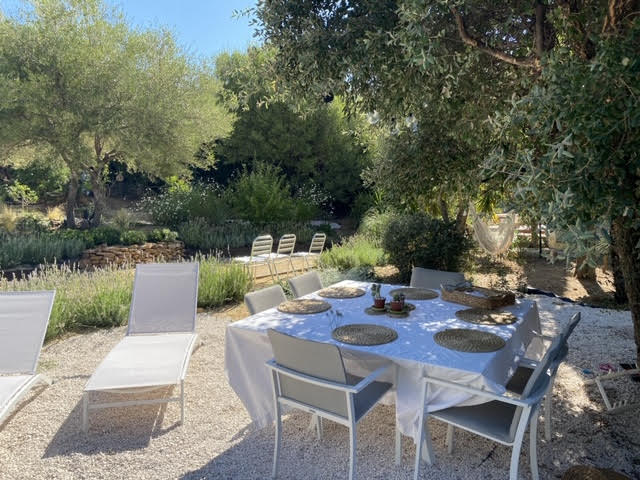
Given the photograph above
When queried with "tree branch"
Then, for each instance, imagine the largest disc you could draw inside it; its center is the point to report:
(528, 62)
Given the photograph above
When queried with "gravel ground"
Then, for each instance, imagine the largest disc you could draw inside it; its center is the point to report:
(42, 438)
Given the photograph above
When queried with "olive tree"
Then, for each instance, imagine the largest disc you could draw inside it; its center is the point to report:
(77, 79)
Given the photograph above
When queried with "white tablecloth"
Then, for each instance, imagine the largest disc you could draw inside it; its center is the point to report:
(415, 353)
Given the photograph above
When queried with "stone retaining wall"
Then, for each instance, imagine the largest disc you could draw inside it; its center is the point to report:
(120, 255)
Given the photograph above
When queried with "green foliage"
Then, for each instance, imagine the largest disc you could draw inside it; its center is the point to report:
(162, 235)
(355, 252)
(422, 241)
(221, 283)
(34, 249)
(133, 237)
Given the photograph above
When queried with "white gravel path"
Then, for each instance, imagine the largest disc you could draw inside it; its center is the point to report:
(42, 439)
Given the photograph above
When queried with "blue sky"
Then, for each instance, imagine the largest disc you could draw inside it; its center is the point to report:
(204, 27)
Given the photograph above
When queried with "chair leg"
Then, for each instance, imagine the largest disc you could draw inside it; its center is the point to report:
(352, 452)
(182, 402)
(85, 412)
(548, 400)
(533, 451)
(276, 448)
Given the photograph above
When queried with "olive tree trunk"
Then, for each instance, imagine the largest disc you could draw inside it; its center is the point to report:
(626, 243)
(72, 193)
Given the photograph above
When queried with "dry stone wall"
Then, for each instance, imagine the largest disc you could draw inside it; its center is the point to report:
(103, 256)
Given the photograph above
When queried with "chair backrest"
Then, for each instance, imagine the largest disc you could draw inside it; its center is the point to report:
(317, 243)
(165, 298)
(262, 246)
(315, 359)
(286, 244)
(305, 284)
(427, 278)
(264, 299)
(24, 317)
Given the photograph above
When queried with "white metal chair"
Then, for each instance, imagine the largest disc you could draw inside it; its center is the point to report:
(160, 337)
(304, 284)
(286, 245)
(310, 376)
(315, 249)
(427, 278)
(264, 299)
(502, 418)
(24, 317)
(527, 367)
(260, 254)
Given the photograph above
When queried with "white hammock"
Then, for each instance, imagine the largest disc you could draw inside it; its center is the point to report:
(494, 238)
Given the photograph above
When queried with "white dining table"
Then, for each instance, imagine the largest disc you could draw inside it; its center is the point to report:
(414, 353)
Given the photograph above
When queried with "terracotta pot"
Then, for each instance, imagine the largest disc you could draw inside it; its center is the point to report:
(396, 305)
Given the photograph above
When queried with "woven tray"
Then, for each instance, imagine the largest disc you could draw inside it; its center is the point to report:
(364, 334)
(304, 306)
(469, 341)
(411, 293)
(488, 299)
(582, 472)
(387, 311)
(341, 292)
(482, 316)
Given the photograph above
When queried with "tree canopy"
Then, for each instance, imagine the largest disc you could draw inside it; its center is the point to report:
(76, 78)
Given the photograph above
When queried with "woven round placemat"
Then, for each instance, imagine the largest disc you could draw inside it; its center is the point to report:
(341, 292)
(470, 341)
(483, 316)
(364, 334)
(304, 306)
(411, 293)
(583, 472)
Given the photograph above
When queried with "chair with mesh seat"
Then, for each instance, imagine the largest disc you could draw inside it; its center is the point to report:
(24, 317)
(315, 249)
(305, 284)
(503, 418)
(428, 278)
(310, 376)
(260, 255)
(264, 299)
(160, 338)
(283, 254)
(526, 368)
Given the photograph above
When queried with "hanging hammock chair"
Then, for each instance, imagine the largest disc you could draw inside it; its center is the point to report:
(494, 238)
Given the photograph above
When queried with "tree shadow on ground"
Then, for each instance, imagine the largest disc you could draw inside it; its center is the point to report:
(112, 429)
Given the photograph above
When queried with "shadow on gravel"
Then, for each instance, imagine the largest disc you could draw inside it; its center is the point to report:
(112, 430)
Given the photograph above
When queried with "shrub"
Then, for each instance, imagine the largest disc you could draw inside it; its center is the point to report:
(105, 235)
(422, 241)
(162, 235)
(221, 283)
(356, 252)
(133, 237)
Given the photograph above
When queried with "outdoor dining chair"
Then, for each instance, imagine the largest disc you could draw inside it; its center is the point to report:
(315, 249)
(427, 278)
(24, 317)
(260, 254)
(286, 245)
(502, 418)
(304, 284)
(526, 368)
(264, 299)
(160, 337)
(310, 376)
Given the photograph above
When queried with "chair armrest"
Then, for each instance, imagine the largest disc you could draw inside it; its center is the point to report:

▸ **Task goal**: Using the material, count the lines where the word "stone" appears. Give the number by itself.

▸ **Output of the task**: 2